TASKS FOR THIS EXERCISE:
**A.** Convert the records below, from the line with "Could you please point to the man's" through the end of the records, into a two-column CSV with the columns "prompt" and "response". Each request gets one row: its text goes in "prompt" and its answer in "response", with every field quoted and line breaks replaced by spaces.
**B.** Pick up the text on deep learning classification of X-ray diffraction data where it stops, and keep writing.

TEXT SHOWN:
● ● ● ● ●

Engineering and Technology
Automated classification of big X-ray diffraction data using deep learning models
J. E. Salgado, S. Lerman, et al.
Unlock the potential of your X-ray diffraction data with a groundbreaking deep learning model developed by Jerardo E. Salgado and colleagues. This innovative approach overcomes the hurdles of traditional analysis, offering unparalleled accuracy in classifying crystal systems and space groups while adapting seamlessly to diverse experimental conditions.
~3 min • Beginner • English
Introduction
The response of materials at extreme pressures depends strongly on atomic arrangement and crystal structure, which govern mechanical, electrochemical, and thermodynamic properties. Powder X-ray diffraction (XRD) is the standard technique for characterizing crystal symmetry, lattice parameters, atomic packing, and phases. However, current indexing and refinement require expert intervention, context knowledge, and manual tuning (e.g., cell indexing, parameter initialization), which is challenging especially with multiphase samples, overlapping peaks, or when contextual knowledge is unavailable. Meanwhile, modern synchrotron methods generate massive XRD datasets that exceed manual analysis capacity, creating a need for adaptable, automated analysis. Deep learning (DL) offers the potential to learn rich representations from large datasets and generalize beyond known references. The goal of this work is to develop generalized DL models that robustly classify both crystal systems (7 classes) and space groups (230 classes) directly from XRD patterns, with strong generalization to experimental and previously unseen materials.
Literature Review
Prior works have explored machine learning and deep learning for diffraction analysis, including pattern decomposition, clustering, symmetry classification, structure–property relationships, and phase mapping. Park et al. trained CNNs on synthetic XRD patterns for crystal system and space group classification, achieving strong synthetic performance but limited generalization to experimental patterns (failing on one of two tested). Vecsei et al. trained DNN and CNN models with good synthetic accuracy (e.g., 86% on crystal systems) that dropped to 56% on the experimental RRUFF dataset, highlighting a generalization gap. Other studies addressed narrower subsets of symmetry classes or specific material groups. Overall, despite progress, there remains a need for robust models that generalize to dynamic and unseen real XRD data across diverse materials and experimental conditions.

● ● ● ● ●

RECORDED DATA:

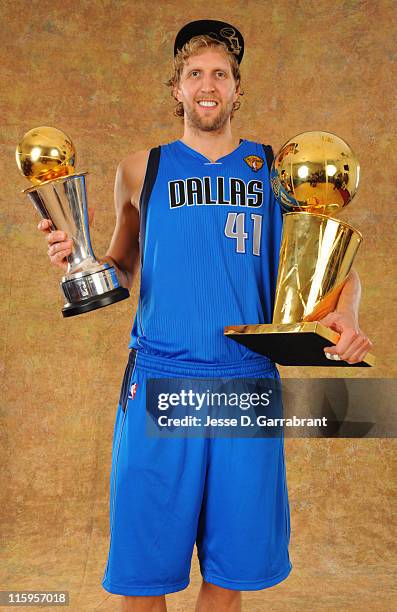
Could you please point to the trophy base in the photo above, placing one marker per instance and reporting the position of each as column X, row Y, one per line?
column 115, row 295
column 293, row 344
column 94, row 288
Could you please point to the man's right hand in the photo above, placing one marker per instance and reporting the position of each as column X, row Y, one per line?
column 59, row 246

● ● ● ● ●

RESPONSES PER TASK:
**A.**
prompt,response
"Could you please point to the man's right hand in the photo above, placing one marker per instance and reporting the position of each as column X, row Y, one per line?","column 59, row 246"

**B.**
Methodology
Data generation and training datasets: From 204,654 ICSD crystallographic information files, 171,076 distinct structures remained after removing incomplete/duplicate entries. Seven synthetic XRD datasets were generated to reflect varying experimental conditions via different peak-shape (Caglioti) parameters and noise implementations. Datasets used for training: (i) Baseline: synthetic dataset 1 (171k patterns), (ii) Mixed: random sample without replacement from datasets 1–4 (171k patterns), (iii) Large: union of all seven synthetic datasets (~1.2 million patterns). Synthetic XRD generation used Bragg’s law to compute peak positions and Lorentz, polarization, and structure factors for intensities. Peak shapes were implemented via Gaussian-like broadening with FWHM H from the Caglioti formula H = (U·tan²θ + V·tanθ + W)^(1/2), with dataset-specific U,V,W and intensity noise (0.2–2%) prior to normalization. Patterns were simulated at Cu Kα (λ=1.54 Å), 2θ range 5°–90° (0.01° step), and normalized so the maximum peak intensity equals 1000.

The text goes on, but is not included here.